> _Tarefa proposta a_: Indica se cada afirmação está de acordo com o texto citado, respondendo sim ou não e transcrevendo as palavras do texto que o decidem: (i) quem narra abandonou a leitura de O Som e a Fúria; (ii) a primeira parte desse livro é narrada por um deficiente mental de 40 anos; (iii) o livro que aparece como um gigante no caminho é considerado incontornável.

> _Texto citado_:

24 de junho de 2015

Ainda o livro

Ainda o livro.
A obra prima.
Os meus olhos percorrem as páginas como que sorvendo cada letra. Sigo incessantemente as reflexões. Esquivo-me nos parágrafos mortos e obedeço ao chamamento de lá regressar. Tenho uns enormes dentes que arrancam pedaços do texto e os depositam, como faz a mãe-gata, com muito cuidado, num livrinho pequenino.
Quero cristalizar aquelas ideias tal como ali vêm descritas porque perfeitas.
A cadência certa, calibrada, as explicações que não ocupam um espaço já preenchido pela nossa dedução, um show, don't tell extraordinário. 
Uma coisa do outro mundo.
Aparece-me este gigante no meio do caminho, sem vontade de me deixar passar, e no entanto, não é um livro incontornável. 
Escapou-se da minha boca muito aberta a dificuldade de ler O Som e a Fúria.
Disse-lhe, à queima roupa, que o início do livro me pareceu completamente desarticulado e que o tinha abandonado, considerando-me demasiado estúpida para o entender. Faulkner escreveu toda a primeira parte sob a prespetiva de um deficiente mental de 33 anos. Talvez não fosse assim tão fácil entender o que dizia um deficiente mental, disse-me, já com a caneta vermelha no papelinho, com aquele ar de quem sabe tudo, sabendo, deixando-me na perplexidade natural dos ingénuos, ignorantes, sem acesso à internet nos verdes anos.

> _Tarefa proposta b_: Edita os registos desde a linha com «Box blue sky.» até à linha com «0, 240, 66, 493», inclusive, trocando «rabbit's» por «bunny's» e mantendo tudo o resto igual. Apresenta apenas essas linhas.

Registos de caixas rotuladas:
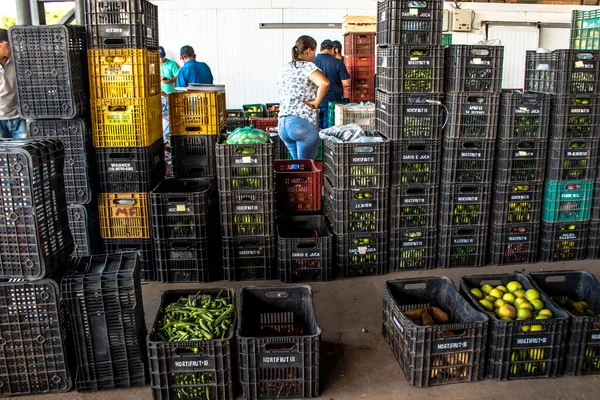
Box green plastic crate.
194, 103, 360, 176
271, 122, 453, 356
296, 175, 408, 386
542, 180, 594, 222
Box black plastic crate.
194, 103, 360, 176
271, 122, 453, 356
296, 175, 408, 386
382, 276, 489, 387
9, 25, 89, 119
28, 118, 95, 204
221, 236, 277, 281
444, 92, 500, 139
437, 223, 488, 268
375, 90, 446, 140
498, 89, 551, 140
444, 44, 504, 92
148, 288, 237, 400
85, 0, 158, 49
390, 139, 442, 185
441, 139, 496, 183
376, 45, 444, 93
525, 49, 600, 94
0, 279, 73, 398
489, 222, 540, 265
96, 138, 166, 193
335, 232, 389, 278
377, 0, 444, 45
550, 94, 600, 139
390, 185, 440, 231
529, 271, 600, 375
439, 183, 492, 226
171, 135, 219, 178
538, 221, 589, 262
389, 228, 437, 272
277, 215, 335, 283
460, 273, 569, 380
323, 182, 389, 235
61, 252, 148, 392
494, 138, 548, 183
216, 140, 275, 192
102, 239, 157, 281
323, 132, 390, 190
237, 285, 321, 400
67, 204, 101, 257
492, 182, 544, 225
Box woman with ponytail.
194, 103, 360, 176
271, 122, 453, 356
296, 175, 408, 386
279, 36, 329, 160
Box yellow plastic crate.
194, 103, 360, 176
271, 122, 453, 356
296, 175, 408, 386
91, 94, 163, 147
88, 49, 161, 99
169, 90, 227, 135
98, 193, 152, 239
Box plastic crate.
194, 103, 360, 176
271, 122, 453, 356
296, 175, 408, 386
529, 271, 600, 375
377, 0, 444, 45
382, 276, 489, 387
277, 215, 335, 283
444, 92, 500, 139
444, 44, 504, 92
377, 45, 444, 93
275, 160, 323, 215
335, 232, 388, 278
494, 138, 548, 183
546, 139, 600, 181
492, 182, 544, 225
61, 253, 148, 392
525, 50, 600, 94
437, 223, 488, 268
9, 25, 88, 119
389, 228, 437, 272
216, 140, 275, 192
98, 193, 152, 239
67, 204, 100, 257
489, 222, 540, 265
550, 94, 600, 139
460, 274, 569, 381
375, 91, 446, 140
148, 288, 237, 400
323, 132, 390, 190
169, 89, 227, 136
542, 180, 594, 222
92, 95, 163, 147
498, 90, 551, 140
441, 139, 496, 183
390, 140, 442, 185
237, 285, 321, 400
222, 236, 277, 281
171, 135, 219, 178
96, 139, 166, 193
102, 239, 157, 281
85, 0, 158, 49
390, 185, 440, 231
28, 119, 94, 204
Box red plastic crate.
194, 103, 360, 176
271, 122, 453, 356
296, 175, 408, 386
275, 160, 323, 215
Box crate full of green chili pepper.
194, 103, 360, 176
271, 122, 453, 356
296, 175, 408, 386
148, 289, 237, 400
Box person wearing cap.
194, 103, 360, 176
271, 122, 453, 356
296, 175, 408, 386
0, 29, 27, 139
177, 46, 213, 87
314, 39, 351, 129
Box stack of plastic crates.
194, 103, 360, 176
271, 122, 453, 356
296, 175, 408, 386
488, 90, 551, 265
525, 50, 600, 261
0, 139, 73, 397
61, 252, 148, 392
216, 138, 277, 281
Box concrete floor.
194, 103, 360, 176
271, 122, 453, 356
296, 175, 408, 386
21, 260, 600, 400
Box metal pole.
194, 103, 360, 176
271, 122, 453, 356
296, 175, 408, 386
14, 0, 31, 25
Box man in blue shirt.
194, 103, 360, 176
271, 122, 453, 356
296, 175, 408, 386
314, 39, 351, 129
177, 46, 213, 87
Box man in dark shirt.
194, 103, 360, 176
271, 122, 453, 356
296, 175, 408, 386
176, 46, 213, 87
314, 39, 351, 129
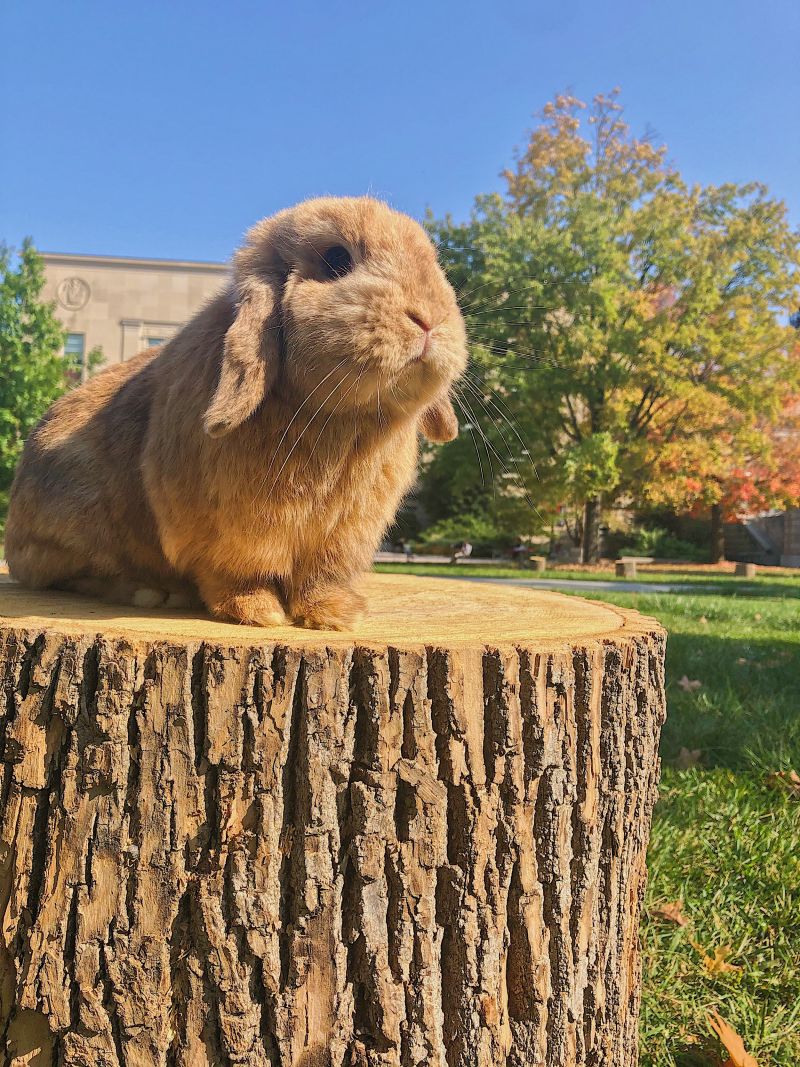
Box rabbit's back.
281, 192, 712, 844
5, 349, 174, 588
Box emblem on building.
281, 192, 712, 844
57, 277, 92, 312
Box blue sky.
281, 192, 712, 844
0, 0, 800, 259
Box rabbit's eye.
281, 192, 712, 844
321, 244, 354, 281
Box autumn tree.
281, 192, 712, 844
0, 240, 67, 494
644, 386, 800, 563
430, 93, 799, 560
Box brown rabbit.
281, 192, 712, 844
5, 197, 466, 628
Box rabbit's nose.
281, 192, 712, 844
405, 312, 433, 333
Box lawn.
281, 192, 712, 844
380, 564, 800, 1067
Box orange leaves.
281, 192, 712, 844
689, 940, 741, 975
708, 1012, 758, 1067
651, 901, 689, 926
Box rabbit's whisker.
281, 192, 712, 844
258, 357, 347, 493
266, 370, 350, 497
303, 368, 364, 471
459, 392, 496, 495
463, 376, 543, 519
453, 391, 486, 488
463, 370, 541, 480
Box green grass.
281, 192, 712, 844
374, 562, 800, 598
380, 564, 800, 1067
597, 577, 800, 1067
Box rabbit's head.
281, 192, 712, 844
205, 197, 466, 441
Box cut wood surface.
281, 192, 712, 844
0, 575, 665, 1067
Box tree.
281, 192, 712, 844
646, 386, 800, 563
429, 92, 800, 560
0, 240, 66, 493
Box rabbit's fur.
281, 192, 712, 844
5, 197, 466, 628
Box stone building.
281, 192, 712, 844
42, 252, 227, 377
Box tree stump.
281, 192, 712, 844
0, 575, 665, 1067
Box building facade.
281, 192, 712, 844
42, 252, 228, 378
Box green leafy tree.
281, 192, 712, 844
429, 93, 799, 560
0, 240, 66, 494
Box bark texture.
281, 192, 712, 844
0, 612, 665, 1067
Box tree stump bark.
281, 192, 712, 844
0, 575, 665, 1067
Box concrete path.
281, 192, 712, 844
420, 574, 704, 593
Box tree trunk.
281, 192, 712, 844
580, 496, 601, 563
711, 504, 725, 563
0, 576, 665, 1067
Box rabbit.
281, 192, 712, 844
5, 197, 466, 630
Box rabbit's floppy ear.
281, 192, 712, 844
419, 393, 459, 444
203, 275, 283, 437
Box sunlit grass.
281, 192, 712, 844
380, 564, 800, 1067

> _Resposta a_:
(i) Sim: «que o tinha abandonado».
(ii) Não: «um deficiente mental de 33 anos».
(iii) Não: «não é um livro incontornável».

> _Resposta b_:
Box blue sky.
281, 192, 712, 844
0, 0, 800, 259
Box bunny's eye.
281, 192, 712, 844
321, 244, 354, 281
Box autumn tree.
281, 192, 712, 844
0, 240, 67, 494
644, 386, 800, 563
430, 93, 799, 560
Box brown rabbit.
281, 192, 712, 844
5, 197, 466, 628
Box bunny's nose.
281, 192, 712, 844
405, 312, 433, 333
Box lawn.
281, 192, 712, 844
380, 564, 800, 1067
Box orange leaves.
281, 192, 712, 844
689, 940, 741, 975
708, 1012, 758, 1067
651, 901, 689, 926
Box bunny's whisker.
281, 192, 712, 844
258, 357, 347, 493
266, 370, 350, 497
303, 368, 364, 471
459, 392, 496, 495
463, 376, 543, 519
453, 391, 486, 488
463, 370, 541, 480
Box green grass.
281, 192, 712, 844
374, 562, 800, 598
380, 564, 800, 1067
597, 577, 800, 1067
Box bunny's head.
281, 192, 712, 844
205, 197, 466, 441
Box cut wood surface.
281, 192, 712, 844
0, 575, 665, 1067
Box tree.
281, 192, 712, 844
646, 386, 800, 563
429, 92, 800, 560
0, 240, 66, 493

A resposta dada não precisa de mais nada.